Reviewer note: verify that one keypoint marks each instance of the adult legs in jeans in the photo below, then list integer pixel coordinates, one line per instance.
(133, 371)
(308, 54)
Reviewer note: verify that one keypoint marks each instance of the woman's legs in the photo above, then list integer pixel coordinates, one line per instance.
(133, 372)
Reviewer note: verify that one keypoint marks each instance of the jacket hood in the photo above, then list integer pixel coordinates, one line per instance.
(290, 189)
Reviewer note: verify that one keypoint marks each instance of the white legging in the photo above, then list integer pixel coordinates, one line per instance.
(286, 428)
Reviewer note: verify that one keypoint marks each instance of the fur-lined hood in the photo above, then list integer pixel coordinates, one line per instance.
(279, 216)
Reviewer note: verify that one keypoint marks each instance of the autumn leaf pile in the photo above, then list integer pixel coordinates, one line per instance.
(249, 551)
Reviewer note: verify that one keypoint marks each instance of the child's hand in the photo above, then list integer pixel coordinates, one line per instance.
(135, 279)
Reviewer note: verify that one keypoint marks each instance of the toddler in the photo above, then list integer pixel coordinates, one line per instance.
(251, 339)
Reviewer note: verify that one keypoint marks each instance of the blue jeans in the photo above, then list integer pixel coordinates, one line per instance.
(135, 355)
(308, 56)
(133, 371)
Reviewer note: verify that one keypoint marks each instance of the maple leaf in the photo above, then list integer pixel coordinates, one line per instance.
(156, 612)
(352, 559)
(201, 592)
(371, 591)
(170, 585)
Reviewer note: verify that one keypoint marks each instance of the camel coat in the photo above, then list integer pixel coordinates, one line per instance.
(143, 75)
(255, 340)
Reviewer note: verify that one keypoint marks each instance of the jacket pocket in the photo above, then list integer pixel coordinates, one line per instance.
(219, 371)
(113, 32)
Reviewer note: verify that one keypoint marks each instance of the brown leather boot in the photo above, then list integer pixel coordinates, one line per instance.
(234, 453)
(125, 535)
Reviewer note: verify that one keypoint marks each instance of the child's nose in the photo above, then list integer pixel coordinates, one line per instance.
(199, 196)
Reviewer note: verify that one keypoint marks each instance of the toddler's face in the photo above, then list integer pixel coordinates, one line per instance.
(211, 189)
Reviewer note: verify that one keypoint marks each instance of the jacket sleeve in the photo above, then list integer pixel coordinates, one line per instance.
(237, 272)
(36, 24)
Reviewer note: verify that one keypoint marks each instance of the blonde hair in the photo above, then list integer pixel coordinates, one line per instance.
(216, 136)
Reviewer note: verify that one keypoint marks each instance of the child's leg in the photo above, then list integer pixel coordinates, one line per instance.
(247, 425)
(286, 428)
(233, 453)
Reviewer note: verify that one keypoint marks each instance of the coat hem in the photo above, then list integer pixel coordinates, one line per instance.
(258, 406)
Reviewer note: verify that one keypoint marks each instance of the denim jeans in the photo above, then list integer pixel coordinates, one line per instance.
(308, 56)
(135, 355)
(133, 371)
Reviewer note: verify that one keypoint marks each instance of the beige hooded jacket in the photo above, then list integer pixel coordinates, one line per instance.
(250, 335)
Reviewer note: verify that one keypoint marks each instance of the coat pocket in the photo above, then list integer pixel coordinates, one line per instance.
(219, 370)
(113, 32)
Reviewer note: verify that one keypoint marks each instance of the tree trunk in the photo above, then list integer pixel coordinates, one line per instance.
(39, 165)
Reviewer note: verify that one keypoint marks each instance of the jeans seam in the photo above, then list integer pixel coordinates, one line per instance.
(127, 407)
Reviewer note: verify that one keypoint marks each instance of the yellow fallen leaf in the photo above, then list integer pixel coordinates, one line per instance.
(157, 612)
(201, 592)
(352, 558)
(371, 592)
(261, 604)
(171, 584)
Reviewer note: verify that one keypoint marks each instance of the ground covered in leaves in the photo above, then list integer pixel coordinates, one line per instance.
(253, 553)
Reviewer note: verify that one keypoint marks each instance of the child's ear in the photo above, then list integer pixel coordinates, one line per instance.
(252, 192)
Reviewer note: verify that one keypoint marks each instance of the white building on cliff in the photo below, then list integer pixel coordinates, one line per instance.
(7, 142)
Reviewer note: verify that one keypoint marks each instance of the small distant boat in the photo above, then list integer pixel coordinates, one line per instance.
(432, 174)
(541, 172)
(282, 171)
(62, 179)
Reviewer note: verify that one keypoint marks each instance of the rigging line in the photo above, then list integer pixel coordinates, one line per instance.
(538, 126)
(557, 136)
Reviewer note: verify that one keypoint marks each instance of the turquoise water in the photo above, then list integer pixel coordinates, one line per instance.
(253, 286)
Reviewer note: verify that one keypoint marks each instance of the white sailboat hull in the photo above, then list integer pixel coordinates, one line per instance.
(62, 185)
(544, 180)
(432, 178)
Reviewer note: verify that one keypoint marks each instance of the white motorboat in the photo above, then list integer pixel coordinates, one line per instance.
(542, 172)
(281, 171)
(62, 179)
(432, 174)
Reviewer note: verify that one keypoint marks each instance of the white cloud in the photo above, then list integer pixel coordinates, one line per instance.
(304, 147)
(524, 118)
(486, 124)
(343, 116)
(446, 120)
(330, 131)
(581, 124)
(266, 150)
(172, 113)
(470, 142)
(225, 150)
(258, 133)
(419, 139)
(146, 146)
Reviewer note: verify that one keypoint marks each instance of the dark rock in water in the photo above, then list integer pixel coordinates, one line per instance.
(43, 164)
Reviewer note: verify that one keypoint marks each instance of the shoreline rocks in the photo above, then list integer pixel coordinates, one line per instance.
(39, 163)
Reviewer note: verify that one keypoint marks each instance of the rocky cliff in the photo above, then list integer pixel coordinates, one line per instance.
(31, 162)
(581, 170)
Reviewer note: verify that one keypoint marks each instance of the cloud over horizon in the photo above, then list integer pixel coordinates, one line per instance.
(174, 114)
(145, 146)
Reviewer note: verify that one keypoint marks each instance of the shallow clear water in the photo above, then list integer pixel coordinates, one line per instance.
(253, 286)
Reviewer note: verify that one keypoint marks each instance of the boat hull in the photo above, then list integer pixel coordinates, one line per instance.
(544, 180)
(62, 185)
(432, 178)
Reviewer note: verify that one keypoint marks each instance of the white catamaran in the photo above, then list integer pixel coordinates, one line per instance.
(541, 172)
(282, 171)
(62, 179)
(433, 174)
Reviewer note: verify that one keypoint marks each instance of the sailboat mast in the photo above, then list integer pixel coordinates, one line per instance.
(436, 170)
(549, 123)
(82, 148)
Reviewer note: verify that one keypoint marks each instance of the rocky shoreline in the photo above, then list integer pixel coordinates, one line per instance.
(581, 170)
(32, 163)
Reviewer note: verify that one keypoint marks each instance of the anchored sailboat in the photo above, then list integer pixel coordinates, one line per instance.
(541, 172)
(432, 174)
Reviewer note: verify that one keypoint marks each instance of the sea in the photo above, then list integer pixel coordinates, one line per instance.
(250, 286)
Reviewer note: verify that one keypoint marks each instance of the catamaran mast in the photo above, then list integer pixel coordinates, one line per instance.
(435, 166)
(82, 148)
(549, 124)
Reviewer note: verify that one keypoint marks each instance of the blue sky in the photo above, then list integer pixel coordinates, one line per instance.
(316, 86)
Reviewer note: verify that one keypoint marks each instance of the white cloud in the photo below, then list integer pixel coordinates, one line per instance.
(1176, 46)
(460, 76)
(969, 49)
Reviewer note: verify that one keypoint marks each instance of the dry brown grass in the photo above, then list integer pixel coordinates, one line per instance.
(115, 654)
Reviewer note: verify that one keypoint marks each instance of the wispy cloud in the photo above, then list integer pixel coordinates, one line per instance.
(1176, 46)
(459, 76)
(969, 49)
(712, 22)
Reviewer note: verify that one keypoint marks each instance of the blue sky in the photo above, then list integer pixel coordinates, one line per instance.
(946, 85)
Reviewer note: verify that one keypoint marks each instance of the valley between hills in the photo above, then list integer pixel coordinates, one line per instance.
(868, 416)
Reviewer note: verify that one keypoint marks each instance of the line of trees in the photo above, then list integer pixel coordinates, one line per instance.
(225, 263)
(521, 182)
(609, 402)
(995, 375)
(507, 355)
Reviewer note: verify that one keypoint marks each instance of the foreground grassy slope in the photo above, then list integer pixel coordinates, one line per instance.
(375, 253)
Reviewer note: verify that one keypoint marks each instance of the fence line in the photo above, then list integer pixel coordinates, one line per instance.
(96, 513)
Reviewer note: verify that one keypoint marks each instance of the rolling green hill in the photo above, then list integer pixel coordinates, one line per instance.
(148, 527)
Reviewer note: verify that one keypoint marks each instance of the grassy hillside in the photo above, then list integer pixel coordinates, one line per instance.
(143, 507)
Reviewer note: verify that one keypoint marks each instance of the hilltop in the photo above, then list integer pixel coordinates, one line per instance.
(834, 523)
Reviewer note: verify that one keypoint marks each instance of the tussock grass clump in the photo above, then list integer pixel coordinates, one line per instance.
+ + + +
REQUIREMENT:
Rewrite the items from the line containing "of the foreground" through the last item, inclusive, replacing "fence line" with "stone wall" and leaving everything else unchanged.

RESPONSE:
Reviewer note: verify that one keypoint marks each instance of the foreground grassy slope in the photo above, then list integer pixel coordinates, one line per instance.
(375, 253)
Reviewer note: verify that one keypoint marks each instance of the stone wall in the photo above, then list integer pixel coordinates, one line per instance.
(96, 513)
Reviewer note: verify that one keypoint marks each instance of the rolling green hill in the photo above, then list integer pixel coordinates, one line per instance.
(148, 527)
Reviewer note: verify that one keypoint marks each instance of the grassy hillside in the photo above, then list integer pixel coordinates, one line per instance.
(143, 507)
Reviewer note: verify that one keypoint marks each instance of the hilltop in the photo above, then list integer pixel coordinates, one line per instance.
(834, 523)
Reviewer note: verify that one keypoint marks each instance of the tussock grass clump in the photo above, then list integer pixel coordinates, one line per instance.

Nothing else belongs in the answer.